GIVEN ENTRIES Start Marker
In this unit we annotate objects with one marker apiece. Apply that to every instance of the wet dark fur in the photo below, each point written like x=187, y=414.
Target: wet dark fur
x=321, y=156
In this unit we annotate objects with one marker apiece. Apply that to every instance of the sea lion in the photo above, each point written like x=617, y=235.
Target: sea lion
GIVEN ENTRIES End Marker
GIVEN ENTRIES Start Marker
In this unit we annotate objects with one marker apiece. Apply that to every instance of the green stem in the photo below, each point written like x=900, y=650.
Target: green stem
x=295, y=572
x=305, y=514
GIVEN ENTRIES End Marker
Would you quote everything above from the line containing "like x=187, y=414." down to the line containing "Target: sea lion"? Include both of those lines and nothing else.

#### EXPECTED ANSWER:
In this unit we annotate objects with one marker apiece. Apply that to every instance of the wet dark fur in the photo below, each point written like x=187, y=414.
Target: wet dark fur
x=321, y=156
In this unit we annotate objects with one marker apiece. Apply that to every instance of the sea lion in the photo above, each point written like x=617, y=235.
Target: sea lion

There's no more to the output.